Point labeling examples:
______

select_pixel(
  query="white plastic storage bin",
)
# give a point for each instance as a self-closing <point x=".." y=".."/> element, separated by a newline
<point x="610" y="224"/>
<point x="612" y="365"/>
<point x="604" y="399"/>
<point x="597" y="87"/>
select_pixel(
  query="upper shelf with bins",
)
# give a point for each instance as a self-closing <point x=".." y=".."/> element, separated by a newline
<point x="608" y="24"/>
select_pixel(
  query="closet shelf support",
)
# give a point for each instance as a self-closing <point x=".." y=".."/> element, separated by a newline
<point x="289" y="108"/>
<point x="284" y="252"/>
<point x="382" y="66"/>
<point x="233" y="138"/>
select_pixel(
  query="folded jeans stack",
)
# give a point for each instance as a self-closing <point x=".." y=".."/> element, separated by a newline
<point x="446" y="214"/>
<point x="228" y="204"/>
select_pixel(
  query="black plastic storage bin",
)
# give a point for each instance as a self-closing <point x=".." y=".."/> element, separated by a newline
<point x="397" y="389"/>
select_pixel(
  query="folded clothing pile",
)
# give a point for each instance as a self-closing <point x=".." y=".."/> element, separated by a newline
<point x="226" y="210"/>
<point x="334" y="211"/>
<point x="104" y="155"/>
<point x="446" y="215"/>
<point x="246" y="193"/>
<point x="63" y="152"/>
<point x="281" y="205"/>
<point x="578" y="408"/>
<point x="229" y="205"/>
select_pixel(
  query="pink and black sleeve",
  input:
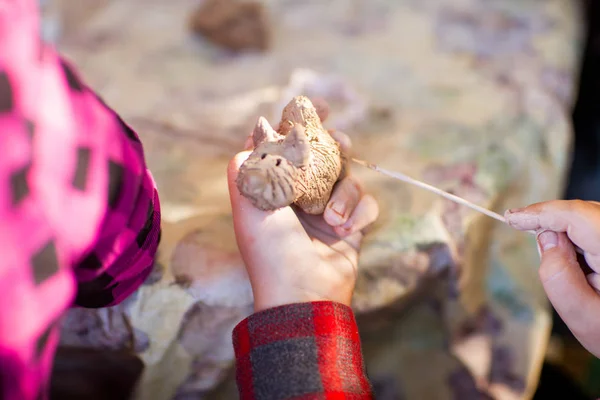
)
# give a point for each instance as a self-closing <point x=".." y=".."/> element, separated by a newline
<point x="79" y="210"/>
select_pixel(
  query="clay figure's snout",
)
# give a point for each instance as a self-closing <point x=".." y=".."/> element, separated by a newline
<point x="254" y="182"/>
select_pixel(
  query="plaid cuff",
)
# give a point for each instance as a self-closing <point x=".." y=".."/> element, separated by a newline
<point x="300" y="351"/>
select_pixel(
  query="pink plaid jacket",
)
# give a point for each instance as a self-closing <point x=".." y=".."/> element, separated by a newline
<point x="79" y="211"/>
<point x="80" y="225"/>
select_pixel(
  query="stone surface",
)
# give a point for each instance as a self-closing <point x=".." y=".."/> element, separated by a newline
<point x="471" y="95"/>
<point x="236" y="25"/>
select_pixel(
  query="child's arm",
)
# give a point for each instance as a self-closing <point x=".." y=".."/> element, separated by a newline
<point x="78" y="208"/>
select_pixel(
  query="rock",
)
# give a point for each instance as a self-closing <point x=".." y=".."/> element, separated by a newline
<point x="235" y="25"/>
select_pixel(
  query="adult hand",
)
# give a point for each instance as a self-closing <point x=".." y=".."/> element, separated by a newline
<point x="293" y="257"/>
<point x="575" y="296"/>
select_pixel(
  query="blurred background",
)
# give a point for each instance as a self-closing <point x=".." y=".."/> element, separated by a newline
<point x="495" y="100"/>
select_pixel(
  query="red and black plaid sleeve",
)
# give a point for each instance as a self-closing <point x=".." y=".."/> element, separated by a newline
<point x="300" y="351"/>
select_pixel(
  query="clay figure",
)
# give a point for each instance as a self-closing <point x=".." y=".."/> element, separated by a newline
<point x="297" y="164"/>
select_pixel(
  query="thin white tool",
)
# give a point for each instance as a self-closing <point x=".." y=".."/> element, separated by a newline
<point x="423" y="185"/>
<point x="449" y="196"/>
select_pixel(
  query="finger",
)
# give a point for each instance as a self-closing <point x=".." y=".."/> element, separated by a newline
<point x="579" y="219"/>
<point x="567" y="287"/>
<point x="344" y="199"/>
<point x="343" y="140"/>
<point x="365" y="213"/>
<point x="594" y="281"/>
<point x="322" y="108"/>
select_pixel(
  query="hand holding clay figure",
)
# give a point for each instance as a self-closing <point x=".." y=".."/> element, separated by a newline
<point x="574" y="292"/>
<point x="294" y="257"/>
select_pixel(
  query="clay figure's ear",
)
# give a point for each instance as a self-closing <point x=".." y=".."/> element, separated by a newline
<point x="296" y="148"/>
<point x="263" y="132"/>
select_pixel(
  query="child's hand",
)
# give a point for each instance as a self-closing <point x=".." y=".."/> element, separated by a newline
<point x="575" y="296"/>
<point x="293" y="257"/>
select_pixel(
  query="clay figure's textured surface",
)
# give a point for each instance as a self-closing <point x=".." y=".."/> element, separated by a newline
<point x="448" y="302"/>
<point x="300" y="163"/>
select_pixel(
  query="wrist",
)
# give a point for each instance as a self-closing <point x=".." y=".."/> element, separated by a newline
<point x="264" y="300"/>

______

Make an exact copy of the data, leaving its pictures out.

select_pixel(
  query="white plastic storage bin",
)
# give a point for each instance as a self-closing <point x=".." y=".."/> element, separated by a newline
<point x="610" y="224"/>
<point x="612" y="365"/>
<point x="604" y="399"/>
<point x="597" y="87"/>
select_pixel(
  query="upper shelf with bins",
)
# give a point for each instance as a self-closing <point x=".." y=".."/> element, separated by a newline
<point x="608" y="24"/>
select_pixel(
  query="closet shelf support",
)
# give a point for each instance as a self-closing <point x=".." y=".."/> element, separated by a newline
<point x="289" y="108"/>
<point x="284" y="252"/>
<point x="382" y="66"/>
<point x="233" y="138"/>
select_pixel(
  query="folded jeans stack",
)
# give a point for each instance as a self-closing <point x=".." y=".."/> element, separated by a newline
<point x="446" y="214"/>
<point x="228" y="204"/>
select_pixel(
  query="black plastic storage bin",
)
# give a point for each instance as a self-closing <point x=".." y=".."/> element, separated by a newline
<point x="397" y="389"/>
select_pixel(
  query="folded clothing pile",
)
# give a point for each instance as a self-closing <point x=".." y=".."/> element, separated by a newline
<point x="226" y="210"/>
<point x="334" y="211"/>
<point x="104" y="155"/>
<point x="446" y="215"/>
<point x="246" y="193"/>
<point x="63" y="152"/>
<point x="281" y="205"/>
<point x="578" y="408"/>
<point x="229" y="205"/>
select_pixel(
  query="pink and black sleeve",
  input:
)
# give a point for each instance as a self-closing <point x=".." y=".."/> element, separated by a newline
<point x="79" y="210"/>
select_pixel(
  query="clay figure's snout",
)
# give a point for each instance as a self-closing <point x=".." y=".."/> element, separated by a newline
<point x="254" y="182"/>
select_pixel(
  query="plaid cuff",
)
# give a point for each instance as a self-closing <point x=".." y=".."/> element, separated by a newline
<point x="300" y="351"/>
select_pixel(
  query="pink plaid jacket",
)
# give a point for each instance as a self-closing <point x=".." y=".."/> element, separated by a newline
<point x="79" y="211"/>
<point x="80" y="225"/>
select_pixel(
  query="stone surface",
)
# give a point for each instance as a self-closing <point x=".." y=".."/> element, separated by a newline
<point x="471" y="95"/>
<point x="236" y="25"/>
select_pixel(
  query="child's arm",
)
# give a point for each instance as a self-closing <point x=".." y=".."/> element, separated by a newline
<point x="78" y="208"/>
select_pixel(
  query="rock",
)
# give a point for each instance as a self-closing <point x=".." y=".."/> element, separated by a newline
<point x="235" y="25"/>
select_pixel(
  query="adult hand",
)
# give a point for each instance as a self-closing <point x=".." y=".."/> element, separated by a newline
<point x="293" y="257"/>
<point x="575" y="296"/>
select_pixel(
  query="blurred background",
)
# give a point for each instance as a self-closing <point x=".." y=".."/> element, separated by a newline
<point x="495" y="100"/>
select_pixel(
  query="red and black plaid sleeve",
)
# give a point for each instance as a self-closing <point x=".." y=".."/> element, separated by a newline
<point x="300" y="351"/>
select_pixel(
  query="clay figure",
)
# give a point for each instance as a self-closing <point x=".." y=".."/> element, separated by a newline
<point x="297" y="164"/>
select_pixel(
  query="thin white tool",
)
# give a point for each instance as a self-closing <point x=".." y=".."/> element, separated by a newline
<point x="423" y="185"/>
<point x="449" y="196"/>
select_pixel(
  query="finger",
)
# give a point for each instance as a self-closing <point x=".." y=".."/> element, separated by a newline
<point x="579" y="219"/>
<point x="567" y="287"/>
<point x="344" y="199"/>
<point x="343" y="140"/>
<point x="365" y="213"/>
<point x="594" y="281"/>
<point x="322" y="108"/>
select_pixel(
  query="hand holding clay figure",
)
# give a point for each instance as a self-closing <point x=".." y=".."/> element, separated by a newline
<point x="574" y="292"/>
<point x="294" y="257"/>
select_pixel(
  query="clay figure's ear",
)
# give a point for each instance as a self-closing <point x=".." y=".."/> element, separated by a newline
<point x="296" y="148"/>
<point x="263" y="132"/>
select_pixel(
  query="child's hand",
)
# give a point for each instance as a self-closing <point x=".." y=".."/> element, separated by a newline
<point x="575" y="296"/>
<point x="293" y="257"/>
select_pixel(
  query="clay figure's textured surface",
)
# give a point for each instance as a self-closing <point x=".." y=".."/> element, separated by a newline
<point x="448" y="302"/>
<point x="300" y="163"/>
select_pixel(
  query="wrist",
)
# give a point for each instance as a self-closing <point x=".." y=".."/> element, separated by a newline
<point x="264" y="300"/>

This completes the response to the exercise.